Challenge:
Arrange all the records below as a JSON list of strings, one string per line, omitting any blank lines.
━━━ Information given ━━━
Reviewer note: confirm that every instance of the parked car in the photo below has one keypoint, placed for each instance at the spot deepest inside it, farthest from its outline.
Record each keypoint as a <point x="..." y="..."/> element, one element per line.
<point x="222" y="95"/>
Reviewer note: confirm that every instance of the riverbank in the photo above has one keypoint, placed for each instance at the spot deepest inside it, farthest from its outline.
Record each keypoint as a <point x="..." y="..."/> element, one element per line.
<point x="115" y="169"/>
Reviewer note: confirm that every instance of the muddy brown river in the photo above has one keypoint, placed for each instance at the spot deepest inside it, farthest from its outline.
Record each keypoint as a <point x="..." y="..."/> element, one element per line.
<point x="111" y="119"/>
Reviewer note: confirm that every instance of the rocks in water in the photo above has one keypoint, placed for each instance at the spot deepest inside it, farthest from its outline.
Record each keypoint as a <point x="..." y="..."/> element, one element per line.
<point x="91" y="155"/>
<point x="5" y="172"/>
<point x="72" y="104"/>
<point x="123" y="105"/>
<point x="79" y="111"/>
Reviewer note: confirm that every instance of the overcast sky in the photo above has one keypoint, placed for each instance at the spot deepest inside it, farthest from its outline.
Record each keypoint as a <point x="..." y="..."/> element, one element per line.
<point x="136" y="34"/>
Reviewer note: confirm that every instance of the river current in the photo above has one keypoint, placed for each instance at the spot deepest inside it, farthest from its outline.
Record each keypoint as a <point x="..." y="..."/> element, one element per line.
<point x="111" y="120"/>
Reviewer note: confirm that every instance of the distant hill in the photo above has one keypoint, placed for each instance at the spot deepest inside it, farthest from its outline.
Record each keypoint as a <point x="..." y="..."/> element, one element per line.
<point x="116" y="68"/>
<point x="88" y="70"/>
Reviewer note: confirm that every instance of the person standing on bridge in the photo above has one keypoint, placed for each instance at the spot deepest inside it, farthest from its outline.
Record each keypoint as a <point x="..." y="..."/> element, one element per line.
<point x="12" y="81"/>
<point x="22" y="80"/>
━━━
Finished exercise:
[
  "Reviewer note: confirm that every instance of the parked car in the photo below has one keypoint, placed for each instance at the spot deepest inside it, farthest from its outline.",
  "Record each keypoint as a <point x=\"...\" y=\"...\"/> element, one element per line.",
  "<point x=\"222\" y=\"95\"/>",
  "Reviewer note: confirm that every instance of the riverbank in the photo above has one keypoint, placed for each instance at the spot deepest inside it, farthest from its outline.",
  "Record each keypoint as a <point x=\"...\" y=\"...\"/> element, one element per line.",
  "<point x=\"115\" y=\"169\"/>",
  "Reviewer note: confirm that every instance of the muddy brown river in the photo above has one keypoint, placed for each instance at the spot deepest inside it, farthest from its outline.",
  "Record each keypoint as a <point x=\"...\" y=\"...\"/> element, one element per line.",
  "<point x=\"111\" y=\"119\"/>",
  "Reviewer note: confirm that every instance of the rocks in water in the photo above has one keypoint, placed for each instance at the spot deepest inside it, farthest from its outline.",
  "Record each keypoint as a <point x=\"...\" y=\"...\"/> element, one element per line.",
  "<point x=\"91\" y=\"155\"/>",
  "<point x=\"5\" y=\"172\"/>",
  "<point x=\"72\" y=\"104\"/>",
  "<point x=\"123\" y=\"105\"/>",
  "<point x=\"79\" y=\"111\"/>",
  "Reviewer note: confirm that every instance of the overcast sky in the photo above has one keypoint, placed for each instance at the spot deepest inside it, farthest from its outline.",
  "Record each keypoint as a <point x=\"...\" y=\"...\"/> element, one element per line.",
  "<point x=\"136\" y=\"34\"/>",
  "Reviewer note: confirm that every instance of the river current in the photo above has one keypoint, placed for each instance at the spot deepest inside it, farthest from its outline.",
  "Record each keypoint as a <point x=\"...\" y=\"...\"/> element, one element per line.",
  "<point x=\"111\" y=\"120\"/>",
  "Reviewer note: confirm that every instance of the distant hill in the photo above has one keypoint, placed for each instance at the spot deepest inside it, farthest from its outline.",
  "Record each keypoint as a <point x=\"...\" y=\"...\"/> element, one element per line.",
  "<point x=\"116\" y=\"68\"/>",
  "<point x=\"88\" y=\"70\"/>",
  "Reviewer note: confirm that every instance of the person standing on bridge in the photo above has one keypoint, placed for each instance at the spot deepest inside it, farthest from its outline.",
  "Record each keypoint as a <point x=\"...\" y=\"...\"/> element, one element per line.",
  "<point x=\"12\" y=\"81\"/>",
  "<point x=\"22\" y=\"80\"/>"
]